Today I posted a new blog post, and tomorrow I'm planing to improve it, in the upcoming days I'll be working on improving the existing content page that I've created.
 
Do you think that if a site is not update for one week is "dead" ?

Not at all. If it's live and the hosting is being paid for, I assume someone cares to some degree. I think Google does the same. However, some niches rely upon a constant stream of news, and those sites being updated more frequently are going to be favored. There is a "freshness factor" that you'll notice if you're in one of those niches.
 
Not at all. If it's live and the hosting is being paid for, I assume someone cares to some degree. I think Google does the same. However, some niches rely upon a constant stream of news, and those sites being updated more frequently are going to be favored. There is a "freshness factor" that you'll notice if you're in one of those niches.

Do you have any example of niche that requires fresh content and a niche that requires less updates?
 
Do you have any example of niche that requires fresh content and a niche that requires less updates?
IMO. I'd say for example a keyword like "How to integrate an equation" is going to rely less on 'freshness' as a ranking factor than "best graphics card".

Why? Well we've been integrating equations for the same way for hundreds (thousands?) of years. Whereas the best graphics card is going to change every few months or at least yearly.

Lets think of this in 'the real world'. If you're advertising a computer parts store as holding the best graphics cards and someone comes in and only see's a bunch of old AMD cards and a GTX 460 they might feel tricked, right?

I think it should be pretty obvious which niches require fresh content and IMO it's even better to go an a keyword-to-keyword basis, because not all tech keywords are time relevant either.

Maybe it's just me but I find it a lot easier to think about SEO like things in terms of marketing a brick & mortar business, because it should be a REAL business to you.

So if you're advertising the best graphics cards you'll probably advertise in places where computer geeks hang out, or in magazines the read. You're not going to be putting up an advertisement in a day nursery or a clothes shop. That's what link relevancy is about to me. Just easier to think about it all in terms of a 'real' business.
 
Interesting, so maybe it will be easier to target more "static" niches.

This way you need to invest less in content.
 
Just about any niche should have your fundamentally "evergreen" pillar articles that could be written and attract constant traffic without frequent intervention.

For a site that's all about attracting commissions on selling the newest hottest graphics card, you might have something like this:

Evergreen style:
  • What is a graphics card?
  • What should I look for in a graphics card?
  • Do dual GPU's beat single GPU's?
  • Is there a difference between workstation GPU's and gaming GPU's?
^^^^^^^^
### Exercise task
Reproduce word for word the part of the freshness discussion that begins with the words containing "Just about any" and ends with "without frequent intervention.". Rely only on the freshness discussion above.

### Provided data
^^^^^^^^
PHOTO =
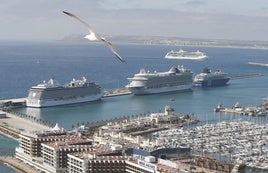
^^^^^^^^
### Result
Just about any niche should have your fundamentally "evergreen" pillar articles that could be written and attract constant traffic without frequent intervention.